» **Material for this task**:
— start —
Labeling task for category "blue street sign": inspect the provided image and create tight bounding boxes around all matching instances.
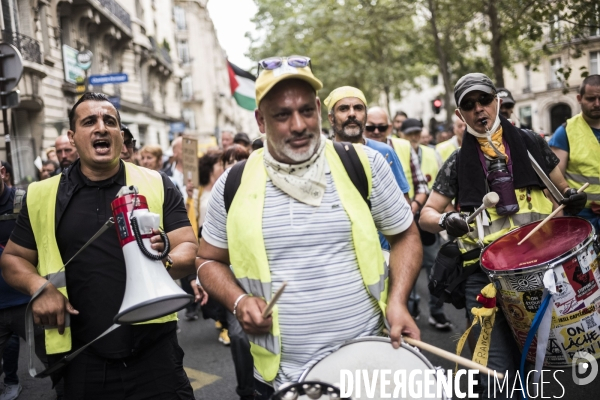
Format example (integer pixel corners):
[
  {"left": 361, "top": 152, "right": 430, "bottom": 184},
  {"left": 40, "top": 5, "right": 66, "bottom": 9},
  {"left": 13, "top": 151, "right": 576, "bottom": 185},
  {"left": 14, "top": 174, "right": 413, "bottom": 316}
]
[
  {"left": 89, "top": 74, "right": 129, "bottom": 85},
  {"left": 108, "top": 96, "right": 121, "bottom": 110}
]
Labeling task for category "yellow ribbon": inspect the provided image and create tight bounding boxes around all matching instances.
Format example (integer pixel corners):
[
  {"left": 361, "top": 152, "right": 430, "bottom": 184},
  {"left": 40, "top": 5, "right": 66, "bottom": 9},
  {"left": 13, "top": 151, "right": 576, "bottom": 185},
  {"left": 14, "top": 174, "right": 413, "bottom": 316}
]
[
  {"left": 455, "top": 283, "right": 498, "bottom": 372},
  {"left": 477, "top": 127, "right": 508, "bottom": 160}
]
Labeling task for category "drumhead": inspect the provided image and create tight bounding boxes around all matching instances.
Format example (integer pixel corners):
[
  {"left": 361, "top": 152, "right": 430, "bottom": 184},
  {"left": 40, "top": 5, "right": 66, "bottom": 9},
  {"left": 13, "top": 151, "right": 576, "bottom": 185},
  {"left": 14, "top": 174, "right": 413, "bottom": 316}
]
[
  {"left": 300, "top": 337, "right": 445, "bottom": 398},
  {"left": 481, "top": 217, "right": 593, "bottom": 271}
]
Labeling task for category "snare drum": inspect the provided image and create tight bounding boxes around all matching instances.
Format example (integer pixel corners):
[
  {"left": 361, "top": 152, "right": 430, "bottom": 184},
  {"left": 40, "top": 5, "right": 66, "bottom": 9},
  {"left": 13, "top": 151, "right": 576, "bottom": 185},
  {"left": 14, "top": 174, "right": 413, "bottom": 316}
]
[
  {"left": 481, "top": 217, "right": 600, "bottom": 368},
  {"left": 300, "top": 336, "right": 447, "bottom": 400}
]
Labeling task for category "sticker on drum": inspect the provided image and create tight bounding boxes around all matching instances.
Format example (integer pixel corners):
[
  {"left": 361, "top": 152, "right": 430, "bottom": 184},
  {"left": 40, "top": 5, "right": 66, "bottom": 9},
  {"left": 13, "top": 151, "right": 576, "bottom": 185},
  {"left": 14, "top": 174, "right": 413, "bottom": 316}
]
[
  {"left": 562, "top": 257, "right": 598, "bottom": 301},
  {"left": 300, "top": 337, "right": 447, "bottom": 400}
]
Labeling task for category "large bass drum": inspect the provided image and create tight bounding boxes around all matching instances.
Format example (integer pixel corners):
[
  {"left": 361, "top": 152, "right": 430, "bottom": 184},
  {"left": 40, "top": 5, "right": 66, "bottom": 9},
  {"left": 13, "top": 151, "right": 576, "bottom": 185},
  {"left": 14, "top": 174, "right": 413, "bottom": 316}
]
[
  {"left": 481, "top": 217, "right": 600, "bottom": 368},
  {"left": 300, "top": 336, "right": 448, "bottom": 400}
]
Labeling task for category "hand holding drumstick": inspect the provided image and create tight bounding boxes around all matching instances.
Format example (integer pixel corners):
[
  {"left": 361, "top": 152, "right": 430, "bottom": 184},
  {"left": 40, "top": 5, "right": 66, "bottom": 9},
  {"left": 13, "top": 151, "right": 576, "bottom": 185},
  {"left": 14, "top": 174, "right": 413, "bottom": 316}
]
[{"left": 518, "top": 183, "right": 590, "bottom": 246}]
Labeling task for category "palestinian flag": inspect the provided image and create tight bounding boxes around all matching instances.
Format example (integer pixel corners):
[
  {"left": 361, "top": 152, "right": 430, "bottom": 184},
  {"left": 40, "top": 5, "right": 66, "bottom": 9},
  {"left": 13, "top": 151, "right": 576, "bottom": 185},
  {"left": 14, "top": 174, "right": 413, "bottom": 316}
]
[{"left": 227, "top": 61, "right": 256, "bottom": 111}]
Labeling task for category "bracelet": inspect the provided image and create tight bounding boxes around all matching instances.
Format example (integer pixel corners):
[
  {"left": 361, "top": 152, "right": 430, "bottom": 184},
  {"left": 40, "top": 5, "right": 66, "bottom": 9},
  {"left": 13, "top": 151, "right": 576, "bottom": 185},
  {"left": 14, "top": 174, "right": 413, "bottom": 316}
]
[
  {"left": 196, "top": 260, "right": 214, "bottom": 287},
  {"left": 233, "top": 293, "right": 248, "bottom": 315}
]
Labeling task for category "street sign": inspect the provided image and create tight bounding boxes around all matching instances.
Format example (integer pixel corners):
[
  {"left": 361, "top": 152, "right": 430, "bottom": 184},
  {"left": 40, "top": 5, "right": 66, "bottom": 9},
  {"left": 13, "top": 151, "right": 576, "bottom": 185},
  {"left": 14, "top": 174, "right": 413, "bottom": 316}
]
[
  {"left": 0, "top": 43, "right": 23, "bottom": 92},
  {"left": 108, "top": 96, "right": 121, "bottom": 110},
  {"left": 89, "top": 74, "right": 129, "bottom": 85},
  {"left": 76, "top": 50, "right": 94, "bottom": 71},
  {"left": 0, "top": 90, "right": 21, "bottom": 110}
]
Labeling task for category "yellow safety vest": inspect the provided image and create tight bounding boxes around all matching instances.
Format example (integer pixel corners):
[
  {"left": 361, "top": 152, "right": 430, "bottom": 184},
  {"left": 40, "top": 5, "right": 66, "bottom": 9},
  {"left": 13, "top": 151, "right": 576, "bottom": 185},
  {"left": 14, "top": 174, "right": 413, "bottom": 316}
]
[
  {"left": 419, "top": 144, "right": 440, "bottom": 189},
  {"left": 565, "top": 113, "right": 600, "bottom": 208},
  {"left": 458, "top": 187, "right": 552, "bottom": 266},
  {"left": 435, "top": 138, "right": 460, "bottom": 162},
  {"left": 390, "top": 137, "right": 415, "bottom": 199},
  {"left": 27, "top": 162, "right": 177, "bottom": 354},
  {"left": 227, "top": 140, "right": 389, "bottom": 382}
]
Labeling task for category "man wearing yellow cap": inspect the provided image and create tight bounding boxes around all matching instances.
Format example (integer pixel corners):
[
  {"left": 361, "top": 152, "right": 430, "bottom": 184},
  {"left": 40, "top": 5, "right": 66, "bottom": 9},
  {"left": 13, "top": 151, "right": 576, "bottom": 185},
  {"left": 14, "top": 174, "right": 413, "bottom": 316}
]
— end —
» **Objective**: State how many lines of the records above contain the string "sign". Give only the number.

» **Answer for this exercise**: 2